▽
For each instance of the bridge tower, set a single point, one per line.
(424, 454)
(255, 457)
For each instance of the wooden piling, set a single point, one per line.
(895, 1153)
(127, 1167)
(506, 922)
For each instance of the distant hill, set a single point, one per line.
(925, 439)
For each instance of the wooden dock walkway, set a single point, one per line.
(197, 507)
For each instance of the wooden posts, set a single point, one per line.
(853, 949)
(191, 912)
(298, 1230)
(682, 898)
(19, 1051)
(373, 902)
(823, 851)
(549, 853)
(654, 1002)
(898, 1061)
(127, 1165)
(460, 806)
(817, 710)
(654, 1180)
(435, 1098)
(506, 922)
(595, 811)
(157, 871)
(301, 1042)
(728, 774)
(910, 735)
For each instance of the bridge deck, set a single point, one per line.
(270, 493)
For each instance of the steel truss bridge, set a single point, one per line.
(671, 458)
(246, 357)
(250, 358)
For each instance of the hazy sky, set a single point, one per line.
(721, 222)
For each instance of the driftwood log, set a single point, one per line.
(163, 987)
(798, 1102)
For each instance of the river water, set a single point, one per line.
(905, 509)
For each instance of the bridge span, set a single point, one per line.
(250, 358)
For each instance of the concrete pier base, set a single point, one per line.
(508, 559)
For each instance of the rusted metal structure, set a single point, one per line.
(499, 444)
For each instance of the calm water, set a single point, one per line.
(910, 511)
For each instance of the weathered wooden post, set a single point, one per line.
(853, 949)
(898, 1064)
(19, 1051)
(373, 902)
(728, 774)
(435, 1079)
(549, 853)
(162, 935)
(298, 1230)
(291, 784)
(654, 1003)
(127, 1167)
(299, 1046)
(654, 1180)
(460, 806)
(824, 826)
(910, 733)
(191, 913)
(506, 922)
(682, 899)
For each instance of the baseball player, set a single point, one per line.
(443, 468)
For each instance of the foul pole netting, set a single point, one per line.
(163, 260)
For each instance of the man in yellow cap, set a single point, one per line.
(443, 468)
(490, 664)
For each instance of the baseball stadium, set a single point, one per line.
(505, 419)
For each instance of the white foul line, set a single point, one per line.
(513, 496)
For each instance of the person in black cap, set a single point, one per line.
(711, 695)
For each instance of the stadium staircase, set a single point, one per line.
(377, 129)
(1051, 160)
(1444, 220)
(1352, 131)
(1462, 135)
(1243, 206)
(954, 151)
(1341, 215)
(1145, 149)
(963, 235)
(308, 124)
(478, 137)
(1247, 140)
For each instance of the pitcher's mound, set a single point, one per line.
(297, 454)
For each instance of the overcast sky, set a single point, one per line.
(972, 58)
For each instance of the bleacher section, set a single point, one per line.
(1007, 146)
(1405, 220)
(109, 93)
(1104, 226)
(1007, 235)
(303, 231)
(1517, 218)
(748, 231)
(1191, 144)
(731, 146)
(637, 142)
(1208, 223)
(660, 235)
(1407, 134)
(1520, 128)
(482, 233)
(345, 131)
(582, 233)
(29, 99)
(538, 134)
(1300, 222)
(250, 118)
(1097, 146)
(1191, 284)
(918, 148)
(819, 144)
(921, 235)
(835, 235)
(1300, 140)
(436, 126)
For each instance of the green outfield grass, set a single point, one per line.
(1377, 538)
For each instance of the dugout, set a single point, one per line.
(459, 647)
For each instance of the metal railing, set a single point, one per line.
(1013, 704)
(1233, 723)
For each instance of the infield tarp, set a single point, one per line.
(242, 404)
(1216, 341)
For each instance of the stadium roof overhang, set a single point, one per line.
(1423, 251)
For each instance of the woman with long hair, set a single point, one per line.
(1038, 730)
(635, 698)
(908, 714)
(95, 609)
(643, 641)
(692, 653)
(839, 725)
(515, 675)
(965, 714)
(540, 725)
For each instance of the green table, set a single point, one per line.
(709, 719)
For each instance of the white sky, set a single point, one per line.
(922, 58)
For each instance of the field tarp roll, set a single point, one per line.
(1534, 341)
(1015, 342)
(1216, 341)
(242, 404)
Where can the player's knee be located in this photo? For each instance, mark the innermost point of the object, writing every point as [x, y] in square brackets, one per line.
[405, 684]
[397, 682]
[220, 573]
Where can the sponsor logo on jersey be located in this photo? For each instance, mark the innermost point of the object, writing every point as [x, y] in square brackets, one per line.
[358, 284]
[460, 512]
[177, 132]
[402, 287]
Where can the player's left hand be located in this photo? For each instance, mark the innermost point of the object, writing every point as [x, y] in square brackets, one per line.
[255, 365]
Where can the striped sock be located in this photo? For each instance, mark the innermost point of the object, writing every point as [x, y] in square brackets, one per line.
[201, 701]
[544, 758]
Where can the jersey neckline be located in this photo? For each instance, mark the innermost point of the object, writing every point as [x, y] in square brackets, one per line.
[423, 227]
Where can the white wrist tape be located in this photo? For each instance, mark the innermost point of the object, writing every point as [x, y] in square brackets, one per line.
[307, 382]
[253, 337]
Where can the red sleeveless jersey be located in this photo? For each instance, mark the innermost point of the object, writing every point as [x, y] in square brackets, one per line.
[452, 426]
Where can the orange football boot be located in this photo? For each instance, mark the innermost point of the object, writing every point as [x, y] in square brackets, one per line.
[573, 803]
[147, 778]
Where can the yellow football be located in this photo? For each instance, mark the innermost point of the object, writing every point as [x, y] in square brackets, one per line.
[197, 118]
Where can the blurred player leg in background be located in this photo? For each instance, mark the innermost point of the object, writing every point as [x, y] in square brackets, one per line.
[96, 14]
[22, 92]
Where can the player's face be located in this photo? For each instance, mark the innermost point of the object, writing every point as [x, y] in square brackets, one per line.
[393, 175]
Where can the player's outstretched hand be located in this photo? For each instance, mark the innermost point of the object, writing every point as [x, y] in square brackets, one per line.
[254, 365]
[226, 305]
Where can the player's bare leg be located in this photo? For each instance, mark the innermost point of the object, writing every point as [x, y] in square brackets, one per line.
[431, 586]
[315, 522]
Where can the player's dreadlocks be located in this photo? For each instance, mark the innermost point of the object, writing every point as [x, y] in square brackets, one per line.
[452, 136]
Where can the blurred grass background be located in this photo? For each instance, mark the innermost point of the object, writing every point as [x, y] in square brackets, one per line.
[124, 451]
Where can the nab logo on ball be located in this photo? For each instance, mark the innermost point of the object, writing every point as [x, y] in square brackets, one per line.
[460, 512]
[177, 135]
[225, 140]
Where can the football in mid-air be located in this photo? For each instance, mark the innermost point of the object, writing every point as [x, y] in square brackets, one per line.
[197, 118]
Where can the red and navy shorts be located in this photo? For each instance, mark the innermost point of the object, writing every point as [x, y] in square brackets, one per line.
△
● Required work: Every entry must come back exactly as written above.

● Reply to the task:
For each instance of the bridge tower, set a single point, one per line.
(424, 454)
(255, 457)
For each instance of the wooden piling, set a single point, one per line.
(895, 1153)
(127, 1167)
(506, 922)
For each instance of the distant hill, set a single point, one per line.
(925, 439)
For each instance of the wooden dock walkway, set a single point, one per line.
(197, 507)
For each instance of the wooden posts, set a single point, one per line.
(853, 949)
(191, 912)
(298, 1230)
(682, 898)
(19, 1051)
(373, 902)
(823, 851)
(549, 853)
(654, 1002)
(898, 1061)
(127, 1165)
(460, 806)
(817, 710)
(654, 1180)
(435, 1098)
(506, 922)
(595, 811)
(157, 871)
(301, 1042)
(728, 774)
(910, 735)
For each instance of the bridge deck, set a single point, one per line.
(270, 493)
For each instance of the steel truss bridge, set a single point, one per line.
(671, 458)
(246, 357)
(250, 358)
For each instance of the hazy sky, set a single point, one per line.
(721, 222)
For each instance of the driftwood log, set a single point, one per line.
(163, 987)
(798, 1102)
For each instance of the river water, set a single point, one per line.
(905, 509)
For each instance of the bridge span, set a single point, one per line.
(250, 358)
For each instance of the concrete pier base, set a single point, one per line.
(508, 559)
For each instance of the rusted metal structure, set a single point, one per line.
(499, 444)
For each instance of the calm water, set a single point, one per line.
(910, 511)
For each instance of the weathered wooden post, set a single point, one per line.
(853, 949)
(898, 1064)
(19, 1051)
(373, 902)
(728, 774)
(435, 1079)
(549, 853)
(162, 935)
(298, 1230)
(291, 784)
(654, 1003)
(127, 1167)
(299, 1046)
(654, 1180)
(460, 806)
(824, 826)
(910, 733)
(191, 913)
(506, 922)
(682, 899)
For each instance of the baseball player, set a single point, one per line.
(443, 468)
For each instance of the foul pole netting, set a single point, one per line.
(163, 260)
For each instance of the man in yellow cap, set a single point, one per line.
(443, 468)
(490, 664)
For each instance of the baseball stadium, set a single point, one per line.
(505, 419)
For each instance of the white foul line, set a single point, one per line.
(513, 496)
For each instance of the person in black cap, set a single point, one per line.
(711, 695)
For each instance of the stadium staircase, set a single point, one per line.
(377, 129)
(1051, 160)
(1444, 220)
(1352, 131)
(1462, 135)
(1243, 206)
(954, 151)
(1341, 215)
(1145, 149)
(963, 235)
(308, 124)
(478, 137)
(1247, 140)
For each instance of the pitcher's mound, set a single point, one per line.
(297, 454)
For each instance of the overcast sky, set a single point, one per line.
(972, 58)
For each instance of the bleacher section, set a single point, one per line.
(1007, 146)
(1405, 220)
(109, 93)
(1104, 226)
(1007, 235)
(303, 231)
(1517, 218)
(748, 231)
(1191, 144)
(731, 146)
(637, 142)
(1208, 223)
(660, 235)
(1407, 134)
(1520, 128)
(482, 233)
(345, 131)
(582, 233)
(29, 99)
(538, 134)
(1300, 222)
(250, 118)
(1097, 146)
(1191, 284)
(918, 148)
(819, 144)
(921, 235)
(835, 235)
(1300, 140)
(436, 126)
For each instance of the green outfield grass, set a single point, one per line.
(1377, 538)
For each instance of the dugout, set a single point, one per line.
(459, 647)
For each instance of the metal railing, set a single point, one per line.
(1013, 704)
(1233, 723)
For each instance of the infield tarp, set a single point, one per line.
(242, 404)
(1216, 341)
For each instance of the stadium roof overhang, set a single point, one per line.
(1423, 251)
For each instance of the woman with long hair, set a single point, one per line.
(1038, 730)
(635, 698)
(908, 714)
(95, 609)
(643, 641)
(692, 653)
(839, 725)
(515, 675)
(965, 714)
(540, 725)
For each instance of the green table, set a single point, one per line.
(709, 719)
For each instance of the white sky, set a single point, one per line.
(922, 58)
For each instance of the field tarp roll, set a single point, one per line.
(1534, 341)
(1015, 342)
(1216, 341)
(242, 404)
Where can the player's knee be located in this photo? For each instance, mark the innermost point of the object, writing every point as [x, y] in square brackets, one per line.
[405, 684]
[397, 682]
[220, 573]
Where can the sponsor logo on jersey be located in this photo? For each instance, mark the innermost point of the object, writing every point as [x, y] in square brackets, one per line.
[358, 284]
[460, 512]
[177, 132]
[402, 287]
Where can the player's left hand be located in this photo? For each instance, mark the innermost point of the object, writing every point as [x, y] in square brackets, one per line.
[255, 365]
Where can the striped sock be located in this photo? For each instance, mark the innermost point of the object, writing every point as [x, y] in square brackets, one per line.
[201, 701]
[544, 758]
Where can the jersey neckline be located in this photo? For each instance, mark the innermost point of the object, writing every point as [x, y] in square brackets, one per line.
[423, 227]
Where can the white wrist tape be located in this photo? For each instance, mark the innermost point of the object, writing every point as [x, y] in square brackets, one per line.
[307, 382]
[253, 337]
Where can the red sleeveless jersey be located in this photo? For each instance, mark the innermost point of the object, writing every point as [x, y] in square brackets, one per line.
[452, 426]
Where can the orange football boot be located in this photo? For each instance, mark the innermost point of the object, writing every point as [x, y] in square brackets, one per line.
[573, 803]
[147, 778]
Where can the yellow football be located in this photo? For each instance, mark the innermost point of the object, writing every point as [x, y] in square brackets, one per line.
[197, 118]
Where can the blurred player leg in background be located in this photo? For each instance, mark the innermost point of the object, writing every point as [x, y] in square brackets, one per line.
[96, 14]
[22, 92]
Where can the player's face be located in this photo? For each instance, mark the innermost point of the object, writing every point as [x, y] in square brackets, one per line.
[393, 175]
Where can the player's outstretched hand be located in this photo? For each instance, mark the innermost point of the object, writing every point as [x, y] in square brackets, one per line.
[254, 365]
[226, 305]
Where can the player's bare leg be located in this photo? For each instance, mark the innermost point of the object, writing every point as [x, y] in square brackets, one per line.
[431, 586]
[315, 522]
Where can the player's dreadlocks be located in this photo? For each instance, mark the innermost point of the object, writing every point as [x, y] in square brackets, one per line.
[452, 136]
Where can the blurred grass background be located in this photo? For each instance, mark the innermost point of the object, writing every point as [x, y] in square brackets, one per line.
[124, 451]
Where can the nab logo on ball be located in this photo? For each instance, mark the innermost point of the object, writing every point as [x, y] in square brackets, one per line.
[460, 512]
[177, 135]
[225, 140]
Where can the football in mid-air be located in this photo? For each instance, mark the innermost point of the object, writing every point as [x, y] in square brackets, one per line.
[197, 118]
Where can the red and navy shorts be located in this photo? For each instance, mark the innermost point of the object, writing every point as [x, y] in square brackets, one per line.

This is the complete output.